Р. Купер считает, что «языковое планирование относится к целенаправленным усилиям для влияния на поведение других лиц в отношении приобретения, структуры или функционального распределения их языковых кодов» [Cooper 1989: 45]. В данном понимании языкового планирования подчеркивается стремление влиять на поведение человека в многоязычном обществе через его язык. Кроме того, в этом определении говорится о возможности влияния на структуру языка, но агент планирования не упоминается.
Д. Бломмаерт относит к языковому планированию все случаи, в которых власть пытается формировать социолингвистические характеристики общества любыми средствами. С ее точки зрения, цели языкового планирования имеют социальный, политический или экономический характер. [Blommaert 1996: 207]. Б. Вайнштейн рассматривает языковое планирование в качестве «инструмента лидеров, желающих изменить общество», который «направлен на „изменение" с помощью рационально скоординированных действий государства» [Weinstein 1983: 37]. Дэвид Робинсон считает, что языковое планирование — это официальная деятельность правительства, направленная на отбор и развитие унифицированного административного языка или языков. Языковое планирование — это последовательные действия отдельных людей, групп или организаций, влияющие на использование языка или его развитие [Robinson 1988]. По мнению этих исследователей, языковое планирование — это стремление власти любыми способами повлиять на речевое поведение членов общества.
Проанализированные определения языкового планирования можно свести к следующему: в американской социолингвистике языковое планирование рассматривается как сознательное воздействие на язык со стороны властных струк-
тур, отдельных людей, групп или организаций, относящееся главным образом к официальным языковым стилям в их письменной форме. Языковое планирование возможно (и необходимо) в негомогенных языковых коллективах. Объектом языкового планирования являются нация и субнациональные группы. Языковое планирование подталкивает изменение языка в нужном для агентов языкового планирования направлении, причем американские социолингвисты считают возможным изменение структуры языка. Целью языкового планирования является влияние на поведение других лиц через используемый ими язык. Но реализация решений о языковом планировании зависит от носителей языка. Некоторые лингвисты при рассмотрении разных определений языкового планирования говорят, что основные положения языкового планирования традиционно рассматриваются в контексте следующих вопросов: КТО планирует, для КОГО и КАК [Гришаева 2007: 52].
Выше мы говорили, что термин «языковое планирование» был предложен в 1959 г. А словосочетание «языковая политика» в американской лингвистике в 1970 г. предложил Дж. Фишман, не отметивший его существенного отличия от понятия «языковое планирование» [Fishman 1975: 108]. Э. Хауген предлагал изучать языковое планирование в рамках прикладной лингвистики, а Дж. Фишман рассматривал языковую политику в рамках прикладной социолингвистики. Следует заметить, что в отечественной социолингвистике термин «языковая политика» впервые был употреблен Е. Д. Поливановым в 1929 г. для обозначения одной из очередных проблем социальной лингвистики [Поливанов 1929].

□ □ □ □ □ □ □

§ ПИСЬМЕННОЕ ЗАДАНИЕ A
Ответьте по тексту о языковом планировании:
(i) Что не упоминается в определении языкового планирования, которое дает Р. Купер?
(ii) Кто предложил словосочетание «языковая политика» в американской лингвистике и в каком году?
(iii) Кем и в каком году термин «языковая политика» впервые был употреблен в отечественной социолингвистике?

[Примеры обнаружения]
□ □ □ □ □ □ □

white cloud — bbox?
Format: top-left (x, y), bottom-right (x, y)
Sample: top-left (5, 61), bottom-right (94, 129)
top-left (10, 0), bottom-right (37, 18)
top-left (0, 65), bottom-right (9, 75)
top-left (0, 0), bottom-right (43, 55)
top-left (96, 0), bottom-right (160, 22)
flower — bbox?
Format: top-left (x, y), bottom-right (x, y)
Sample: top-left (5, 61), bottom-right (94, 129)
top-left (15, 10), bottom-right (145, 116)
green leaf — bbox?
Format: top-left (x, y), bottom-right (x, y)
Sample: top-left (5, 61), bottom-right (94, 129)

□ □ □ □ □ □ □

§ ПИСЬМЕННОЕ ЗАДАНИЕ B
Перепишите все строки записей в виде нумерованного списка, пропустив пустые строки.

§ ПИСЬМЕННЫЙ ОТВЕТ A
(i) Агент планирования.
(ii) Дж. Фишман, в 1970 г.
(iii) Е. Д. Поливановым, в 1929 г.

§ ПИСЬМЕННЫЙ ОТВЕТ B
1. white cloud — bbox?
2. Format: top-left (x, y), bottom-right (x, y)
3. Sample: top-left (5, 61), bottom-right (94, 129)
4. top-left (10, 0), bottom-right (37, 18)
5. top-left (0, 65), bottom-right (9, 75)
6. top-left (0, 0), bottom-right (43, 55)
7. top-left (96, 0), bottom-right (160, 22)
8. flower — bbox?
9. Format: top-left (x, y), bottom-right (x, y)
10. Sample: top-left (5, 61), bottom-right (94, 129)
11. top-left (15, 10), bottom-right (145, 116)
12. green leaf — bbox?
13. Format: top-left (x, y), bottom-right (x, y)
14. Sample: top-left (5, 61), bottom-right (94, 129)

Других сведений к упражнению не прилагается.